TEXTE DE LA PAGE
_ _ _

C'est vrai que vous êtes économiste, mais votre nom apparaît subitement sur la scène politique nationale, concrètement qui vous êtes ?
D’un, à part d’être économiste, je suis aussi un agriculteur ; donc j'ai une expérience du terrain au Cameroun et j'ai eu des contacts discrets avec la classe politique. J’avais un devoir de réserve comme un fonctionnaire international, mais j'étais en collaboration étroite avec le parti qui m'investit. Donc ce n'est pas une nouvelle affaire; je ne sors pas de nulle part. C'est juste comme les forces de l'ordre. J'avais un devoir de réserve en tant que fonctionnaire international et maintenant je sors de l'ombre.
J'étais dans l'ombre pour beaucoup de gens, mais pas pour le parti politique avec lequel je travaille, qui m'investit, je n’étais pas dans l’ombre. C'est vrai que les Camerounais ne me connaissaient pas encore, mais j'écrivais beaucoup. J'ai planifié ceci depuis des années. C’est pourquoi mon projet de société est très détaillé. En fait, ce qui m'a fait d’ailleurs tourner en économie c’est le Cameroun. J'étais ingénieur et en 1998, j'ai décidé de virer en économie parce que je voulais rentrer au Cameroun et aider notre pays à se développer.
Donc à partir de ce moment, je suis devenu discrètement politique. Il y a de cela cinq, six ans, j'ai noué des contacts avec certains partis politiques, comme celui qui m'investit présentement et voilà comment je travaillais dans l'ombre. Les Camerounais vont voir dans le livre, « Kamerun: propositions pour un nouveau départ » qui est déjà en ligne et qui paraîtra bientôt au Cameroun sous forme papier que j'ai beaucoup de détails sur beaucoup de sujets d’intérêt public de ces dernières années. C'est juste que je ne pouvais pas en parler à cause du devoir de réserve que j'avais comme fonctionnaire international.
Alors vous vous dévoilez à quelques jours de la convocation du corps électoral. Est-ce que vous aurez le temps matériel pour vous faire connaître?
C'est un programme que vous proposez, mais il y a aussi l'homme…
J'ai déjà déclaré ma candidature le 10 mai dernier, certes ça n'a pas eu l'écho que j'avais espéré, mais certaines personnes déjà, certains Camerounais, certains membres de mon équipe, ont sauté sur cette occasion pour venir me soutenir. Là mon action sur le terrain va reposer sur une stratégie bien détaillée, préparée par le parti politique qui m'investit. Et cette stratégie inclut des personnes ressources qui vont soutenir la campagne. Moi-même je vais visiter tous les départements et on a le temps de le faire.

_ _ _

CONSIGNE A
D'après l'entretien, en quelle année la personne interrogée a-t-elle décidé de passer de l'ingénierie à l'économie ?
Le texte et les enregistrements n'ont aucun lien entre eux.

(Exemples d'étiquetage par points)
_ _ _

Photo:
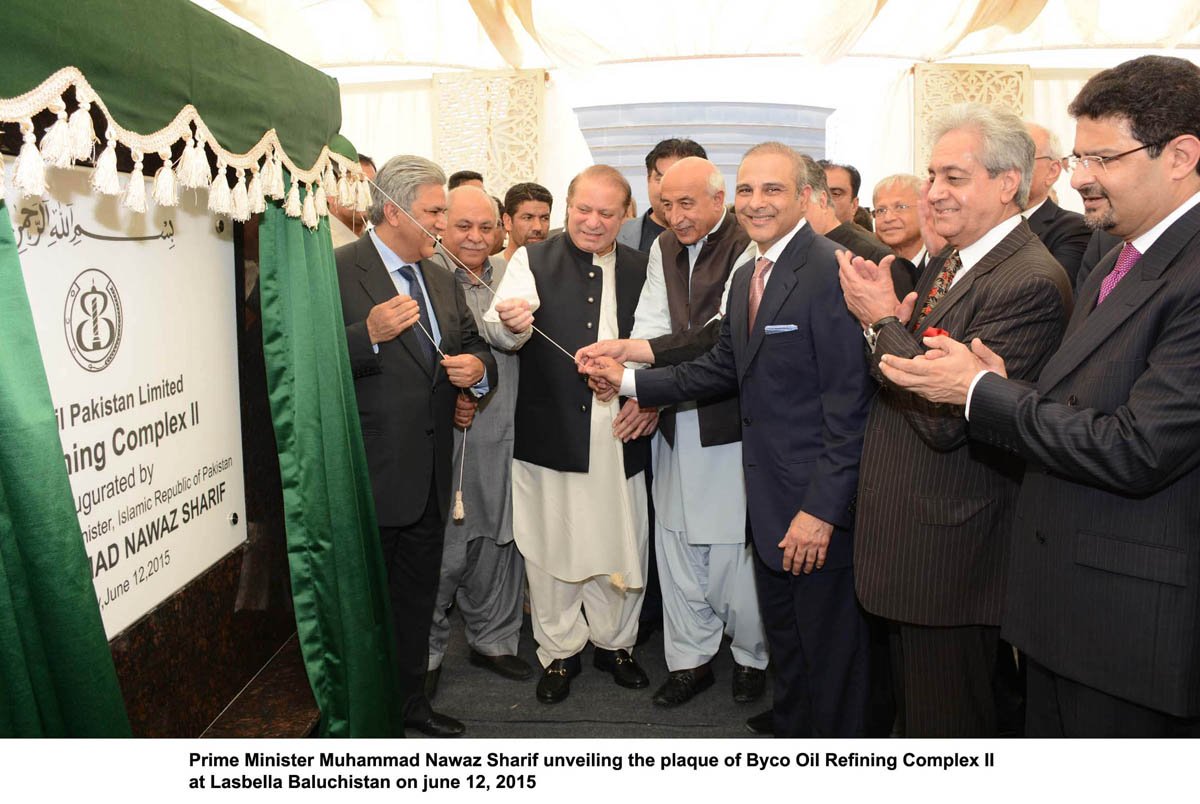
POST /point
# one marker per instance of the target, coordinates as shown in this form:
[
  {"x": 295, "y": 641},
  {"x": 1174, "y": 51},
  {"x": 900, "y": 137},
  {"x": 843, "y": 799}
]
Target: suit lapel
[
  {"x": 779, "y": 287},
  {"x": 1095, "y": 323},
  {"x": 442, "y": 305}
]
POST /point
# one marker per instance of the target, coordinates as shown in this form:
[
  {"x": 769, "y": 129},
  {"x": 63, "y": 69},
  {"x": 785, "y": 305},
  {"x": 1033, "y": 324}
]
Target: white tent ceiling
[
  {"x": 851, "y": 57},
  {"x": 397, "y": 39}
]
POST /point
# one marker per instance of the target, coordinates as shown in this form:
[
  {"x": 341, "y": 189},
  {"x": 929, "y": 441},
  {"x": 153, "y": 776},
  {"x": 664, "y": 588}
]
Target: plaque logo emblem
[{"x": 93, "y": 321}]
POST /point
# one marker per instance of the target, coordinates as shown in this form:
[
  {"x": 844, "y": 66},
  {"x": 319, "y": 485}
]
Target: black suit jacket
[
  {"x": 1104, "y": 586},
  {"x": 934, "y": 509},
  {"x": 406, "y": 407},
  {"x": 804, "y": 391},
  {"x": 1098, "y": 247},
  {"x": 1063, "y": 233}
]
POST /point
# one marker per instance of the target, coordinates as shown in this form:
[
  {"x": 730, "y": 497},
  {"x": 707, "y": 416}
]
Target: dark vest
[
  {"x": 690, "y": 310},
  {"x": 553, "y": 415}
]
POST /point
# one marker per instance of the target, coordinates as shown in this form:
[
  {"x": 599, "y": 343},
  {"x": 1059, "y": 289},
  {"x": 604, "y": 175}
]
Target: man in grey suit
[
  {"x": 481, "y": 569},
  {"x": 641, "y": 232},
  {"x": 934, "y": 510},
  {"x": 1104, "y": 585},
  {"x": 1062, "y": 232},
  {"x": 397, "y": 306}
]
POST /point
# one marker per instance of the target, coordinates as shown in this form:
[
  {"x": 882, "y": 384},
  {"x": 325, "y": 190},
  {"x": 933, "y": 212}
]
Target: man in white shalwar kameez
[{"x": 579, "y": 495}]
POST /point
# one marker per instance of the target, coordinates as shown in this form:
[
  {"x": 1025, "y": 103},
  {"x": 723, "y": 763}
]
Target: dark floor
[{"x": 495, "y": 707}]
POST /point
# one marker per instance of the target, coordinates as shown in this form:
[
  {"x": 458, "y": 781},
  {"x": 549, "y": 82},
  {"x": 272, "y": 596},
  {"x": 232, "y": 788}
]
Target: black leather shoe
[
  {"x": 762, "y": 724},
  {"x": 508, "y": 666},
  {"x": 683, "y": 685},
  {"x": 749, "y": 683},
  {"x": 437, "y": 725},
  {"x": 623, "y": 667},
  {"x": 556, "y": 679}
]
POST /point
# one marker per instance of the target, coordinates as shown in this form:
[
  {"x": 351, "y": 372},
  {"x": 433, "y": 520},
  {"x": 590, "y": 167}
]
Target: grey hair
[
  {"x": 715, "y": 183},
  {"x": 1007, "y": 144},
  {"x": 906, "y": 180},
  {"x": 798, "y": 166},
  {"x": 401, "y": 179},
  {"x": 817, "y": 179}
]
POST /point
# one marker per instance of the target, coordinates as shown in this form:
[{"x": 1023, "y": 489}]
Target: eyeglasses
[
  {"x": 1091, "y": 162},
  {"x": 899, "y": 209}
]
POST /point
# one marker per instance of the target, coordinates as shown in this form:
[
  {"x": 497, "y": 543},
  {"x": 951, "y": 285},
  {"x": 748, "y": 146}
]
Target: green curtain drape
[
  {"x": 57, "y": 675},
  {"x": 337, "y": 577}
]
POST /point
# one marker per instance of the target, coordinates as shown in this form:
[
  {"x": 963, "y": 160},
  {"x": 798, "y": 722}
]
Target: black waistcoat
[{"x": 553, "y": 415}]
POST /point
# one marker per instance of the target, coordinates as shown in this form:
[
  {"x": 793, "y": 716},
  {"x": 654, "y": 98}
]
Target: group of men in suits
[{"x": 973, "y": 460}]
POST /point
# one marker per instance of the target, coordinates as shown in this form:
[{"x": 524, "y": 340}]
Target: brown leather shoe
[
  {"x": 624, "y": 667},
  {"x": 556, "y": 679},
  {"x": 749, "y": 683},
  {"x": 683, "y": 685}
]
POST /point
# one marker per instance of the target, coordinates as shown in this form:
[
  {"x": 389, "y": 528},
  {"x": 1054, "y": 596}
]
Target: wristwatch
[{"x": 873, "y": 333}]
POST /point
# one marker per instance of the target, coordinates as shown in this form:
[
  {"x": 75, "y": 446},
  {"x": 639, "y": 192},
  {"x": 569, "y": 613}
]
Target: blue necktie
[{"x": 414, "y": 291}]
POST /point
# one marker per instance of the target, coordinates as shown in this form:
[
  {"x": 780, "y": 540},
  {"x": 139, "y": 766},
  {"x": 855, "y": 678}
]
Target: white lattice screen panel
[
  {"x": 937, "y": 87},
  {"x": 489, "y": 121}
]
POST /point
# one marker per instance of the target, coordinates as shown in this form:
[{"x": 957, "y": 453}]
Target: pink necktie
[
  {"x": 757, "y": 283},
  {"x": 1126, "y": 261}
]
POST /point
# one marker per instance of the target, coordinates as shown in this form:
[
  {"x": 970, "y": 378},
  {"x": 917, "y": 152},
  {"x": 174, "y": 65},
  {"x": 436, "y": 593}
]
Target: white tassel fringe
[
  {"x": 309, "y": 211},
  {"x": 292, "y": 207},
  {"x": 105, "y": 179},
  {"x": 239, "y": 203},
  {"x": 29, "y": 177},
  {"x": 364, "y": 199},
  {"x": 166, "y": 183},
  {"x": 83, "y": 135},
  {"x": 255, "y": 195},
  {"x": 136, "y": 190},
  {"x": 219, "y": 191},
  {"x": 57, "y": 150}
]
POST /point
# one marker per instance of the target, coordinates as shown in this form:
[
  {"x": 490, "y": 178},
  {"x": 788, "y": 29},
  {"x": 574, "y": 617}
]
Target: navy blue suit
[{"x": 804, "y": 391}]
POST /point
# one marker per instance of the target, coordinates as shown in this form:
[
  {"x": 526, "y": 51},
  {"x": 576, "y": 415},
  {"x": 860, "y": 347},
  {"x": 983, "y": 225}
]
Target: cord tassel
[
  {"x": 29, "y": 177},
  {"x": 292, "y": 205},
  {"x": 83, "y": 133},
  {"x": 219, "y": 191},
  {"x": 255, "y": 193},
  {"x": 57, "y": 150},
  {"x": 166, "y": 183},
  {"x": 136, "y": 190},
  {"x": 309, "y": 214},
  {"x": 105, "y": 179}
]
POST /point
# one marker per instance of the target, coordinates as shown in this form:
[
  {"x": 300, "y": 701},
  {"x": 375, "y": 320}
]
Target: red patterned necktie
[
  {"x": 941, "y": 285},
  {"x": 1126, "y": 261},
  {"x": 757, "y": 283}
]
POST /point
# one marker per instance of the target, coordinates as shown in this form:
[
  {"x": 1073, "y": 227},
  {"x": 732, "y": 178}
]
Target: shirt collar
[
  {"x": 700, "y": 243},
  {"x": 774, "y": 252},
  {"x": 1032, "y": 210},
  {"x": 1145, "y": 241},
  {"x": 391, "y": 261},
  {"x": 979, "y": 249},
  {"x": 469, "y": 279}
]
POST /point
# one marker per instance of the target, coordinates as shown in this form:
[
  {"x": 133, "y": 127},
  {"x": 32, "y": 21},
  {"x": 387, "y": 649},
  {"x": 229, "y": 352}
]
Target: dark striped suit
[
  {"x": 1104, "y": 582},
  {"x": 934, "y": 509}
]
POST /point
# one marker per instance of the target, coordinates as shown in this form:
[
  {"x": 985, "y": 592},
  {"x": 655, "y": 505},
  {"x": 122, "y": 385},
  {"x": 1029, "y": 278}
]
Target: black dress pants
[{"x": 413, "y": 558}]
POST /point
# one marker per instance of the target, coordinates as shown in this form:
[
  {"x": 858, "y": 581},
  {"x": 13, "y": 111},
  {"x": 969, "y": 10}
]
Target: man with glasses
[
  {"x": 898, "y": 225},
  {"x": 1062, "y": 232},
  {"x": 1104, "y": 585},
  {"x": 935, "y": 510},
  {"x": 861, "y": 243}
]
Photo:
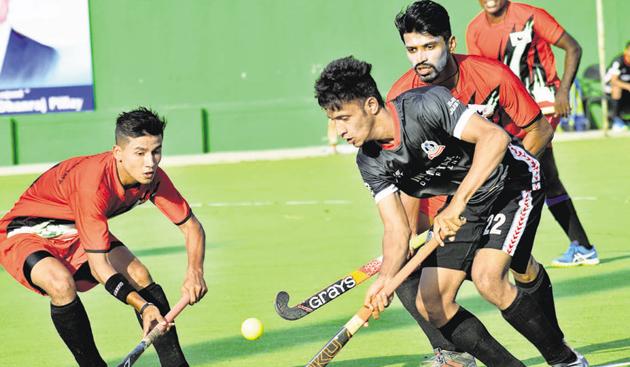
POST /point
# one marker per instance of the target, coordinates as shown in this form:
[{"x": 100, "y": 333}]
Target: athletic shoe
[
  {"x": 577, "y": 255},
  {"x": 580, "y": 361},
  {"x": 618, "y": 124},
  {"x": 447, "y": 358}
]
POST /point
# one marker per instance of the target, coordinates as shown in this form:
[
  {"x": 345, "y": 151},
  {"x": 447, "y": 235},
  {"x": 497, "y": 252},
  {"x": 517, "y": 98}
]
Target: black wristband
[
  {"x": 144, "y": 307},
  {"x": 119, "y": 287}
]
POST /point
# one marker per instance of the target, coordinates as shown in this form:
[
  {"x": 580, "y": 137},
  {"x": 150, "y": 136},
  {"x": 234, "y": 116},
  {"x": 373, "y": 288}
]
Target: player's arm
[
  {"x": 412, "y": 209},
  {"x": 88, "y": 207},
  {"x": 573, "y": 54},
  {"x": 539, "y": 135},
  {"x": 524, "y": 112},
  {"x": 194, "y": 283},
  {"x": 491, "y": 144},
  {"x": 396, "y": 237}
]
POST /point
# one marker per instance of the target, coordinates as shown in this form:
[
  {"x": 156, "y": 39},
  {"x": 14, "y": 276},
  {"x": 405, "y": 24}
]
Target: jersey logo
[
  {"x": 432, "y": 149},
  {"x": 453, "y": 103}
]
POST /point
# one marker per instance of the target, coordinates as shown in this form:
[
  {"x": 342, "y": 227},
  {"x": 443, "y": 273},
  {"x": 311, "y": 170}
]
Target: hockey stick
[
  {"x": 334, "y": 345},
  {"x": 336, "y": 289},
  {"x": 157, "y": 331}
]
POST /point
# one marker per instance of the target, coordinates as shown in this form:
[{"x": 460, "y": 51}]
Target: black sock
[
  {"x": 73, "y": 326},
  {"x": 468, "y": 333},
  {"x": 541, "y": 291},
  {"x": 527, "y": 318},
  {"x": 167, "y": 346},
  {"x": 407, "y": 293},
  {"x": 564, "y": 212}
]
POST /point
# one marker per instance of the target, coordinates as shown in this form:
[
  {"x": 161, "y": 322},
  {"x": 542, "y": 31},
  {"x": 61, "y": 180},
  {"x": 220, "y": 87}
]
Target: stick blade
[{"x": 286, "y": 312}]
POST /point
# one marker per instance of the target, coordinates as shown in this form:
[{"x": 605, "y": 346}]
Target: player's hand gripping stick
[{"x": 155, "y": 333}]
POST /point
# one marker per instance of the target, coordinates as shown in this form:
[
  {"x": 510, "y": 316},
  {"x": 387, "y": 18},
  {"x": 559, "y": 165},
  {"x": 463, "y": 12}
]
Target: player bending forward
[
  {"x": 422, "y": 143},
  {"x": 56, "y": 241}
]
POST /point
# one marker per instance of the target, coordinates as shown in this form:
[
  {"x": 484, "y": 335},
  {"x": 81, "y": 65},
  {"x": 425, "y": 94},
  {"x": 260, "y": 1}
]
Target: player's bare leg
[
  {"x": 616, "y": 94},
  {"x": 436, "y": 301},
  {"x": 167, "y": 346},
  {"x": 536, "y": 282},
  {"x": 580, "y": 251},
  {"x": 66, "y": 310},
  {"x": 490, "y": 276}
]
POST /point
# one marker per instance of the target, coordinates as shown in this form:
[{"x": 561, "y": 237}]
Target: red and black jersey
[
  {"x": 80, "y": 194},
  {"x": 522, "y": 40},
  {"x": 488, "y": 87}
]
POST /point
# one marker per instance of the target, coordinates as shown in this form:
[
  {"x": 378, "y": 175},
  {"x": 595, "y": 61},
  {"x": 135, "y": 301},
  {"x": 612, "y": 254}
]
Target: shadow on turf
[
  {"x": 293, "y": 335},
  {"x": 167, "y": 250},
  {"x": 607, "y": 260}
]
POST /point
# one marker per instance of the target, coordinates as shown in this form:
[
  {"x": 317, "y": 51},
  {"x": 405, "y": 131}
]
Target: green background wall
[{"x": 249, "y": 65}]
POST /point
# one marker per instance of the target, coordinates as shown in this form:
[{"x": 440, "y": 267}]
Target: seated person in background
[{"x": 618, "y": 87}]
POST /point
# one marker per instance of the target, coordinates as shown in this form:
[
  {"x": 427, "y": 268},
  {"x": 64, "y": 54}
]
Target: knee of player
[
  {"x": 60, "y": 286},
  {"x": 421, "y": 307},
  {"x": 139, "y": 274},
  {"x": 486, "y": 282}
]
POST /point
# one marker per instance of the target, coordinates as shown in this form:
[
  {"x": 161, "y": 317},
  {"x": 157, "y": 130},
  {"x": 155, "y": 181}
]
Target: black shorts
[{"x": 507, "y": 223}]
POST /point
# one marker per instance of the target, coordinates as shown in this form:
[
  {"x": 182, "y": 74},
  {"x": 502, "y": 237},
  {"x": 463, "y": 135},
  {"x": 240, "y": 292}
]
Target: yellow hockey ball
[{"x": 251, "y": 328}]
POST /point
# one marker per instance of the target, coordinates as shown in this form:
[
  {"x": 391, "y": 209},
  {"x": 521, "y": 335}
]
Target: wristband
[
  {"x": 119, "y": 287},
  {"x": 144, "y": 307}
]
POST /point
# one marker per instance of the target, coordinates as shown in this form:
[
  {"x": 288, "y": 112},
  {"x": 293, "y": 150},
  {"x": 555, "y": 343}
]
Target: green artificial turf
[{"x": 297, "y": 225}]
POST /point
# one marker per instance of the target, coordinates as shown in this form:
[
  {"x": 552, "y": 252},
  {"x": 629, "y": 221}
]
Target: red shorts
[
  {"x": 553, "y": 121},
  {"x": 67, "y": 249},
  {"x": 430, "y": 206}
]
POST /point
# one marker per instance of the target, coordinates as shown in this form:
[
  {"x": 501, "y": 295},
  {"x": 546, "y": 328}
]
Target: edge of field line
[{"x": 276, "y": 154}]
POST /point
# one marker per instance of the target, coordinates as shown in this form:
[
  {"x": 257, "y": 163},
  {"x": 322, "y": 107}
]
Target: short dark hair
[
  {"x": 139, "y": 122},
  {"x": 424, "y": 16},
  {"x": 345, "y": 80}
]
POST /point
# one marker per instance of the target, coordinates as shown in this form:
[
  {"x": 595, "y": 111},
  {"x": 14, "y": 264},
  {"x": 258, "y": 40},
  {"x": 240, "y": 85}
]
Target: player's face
[
  {"x": 428, "y": 54},
  {"x": 352, "y": 122},
  {"x": 138, "y": 159},
  {"x": 492, "y": 6}
]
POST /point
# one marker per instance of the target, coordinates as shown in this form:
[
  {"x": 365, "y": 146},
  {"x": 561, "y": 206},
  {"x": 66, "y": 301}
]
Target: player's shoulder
[
  {"x": 522, "y": 10},
  {"x": 403, "y": 84},
  {"x": 484, "y": 66},
  {"x": 477, "y": 22}
]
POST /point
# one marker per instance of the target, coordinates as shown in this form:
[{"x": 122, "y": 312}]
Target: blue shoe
[{"x": 577, "y": 255}]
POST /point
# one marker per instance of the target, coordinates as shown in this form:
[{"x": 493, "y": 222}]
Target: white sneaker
[
  {"x": 446, "y": 358},
  {"x": 580, "y": 361}
]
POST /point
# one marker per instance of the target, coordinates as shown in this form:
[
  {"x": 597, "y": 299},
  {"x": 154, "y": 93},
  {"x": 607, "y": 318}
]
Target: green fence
[{"x": 238, "y": 74}]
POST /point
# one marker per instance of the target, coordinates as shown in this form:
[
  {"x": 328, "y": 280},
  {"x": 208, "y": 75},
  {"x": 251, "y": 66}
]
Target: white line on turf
[{"x": 264, "y": 203}]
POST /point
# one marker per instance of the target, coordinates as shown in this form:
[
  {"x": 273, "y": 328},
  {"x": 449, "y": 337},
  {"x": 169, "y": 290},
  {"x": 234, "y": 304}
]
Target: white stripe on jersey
[
  {"x": 462, "y": 122},
  {"x": 385, "y": 192},
  {"x": 519, "y": 223},
  {"x": 47, "y": 229},
  {"x": 534, "y": 166}
]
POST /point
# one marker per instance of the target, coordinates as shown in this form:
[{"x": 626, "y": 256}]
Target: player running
[
  {"x": 520, "y": 36},
  {"x": 56, "y": 241},
  {"x": 422, "y": 143},
  {"x": 494, "y": 91}
]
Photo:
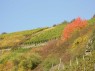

_ _ _

CONSIGNE B
Filtrez les enregistrements en recopiant chaque ligne qui contient le mot « blue ».

SOLUTION RÉDIGÉE A
En 1998.

SOLUTION RÉDIGÉE B
Target: blue necktie
Target: navy blue suit
Target: blue shoe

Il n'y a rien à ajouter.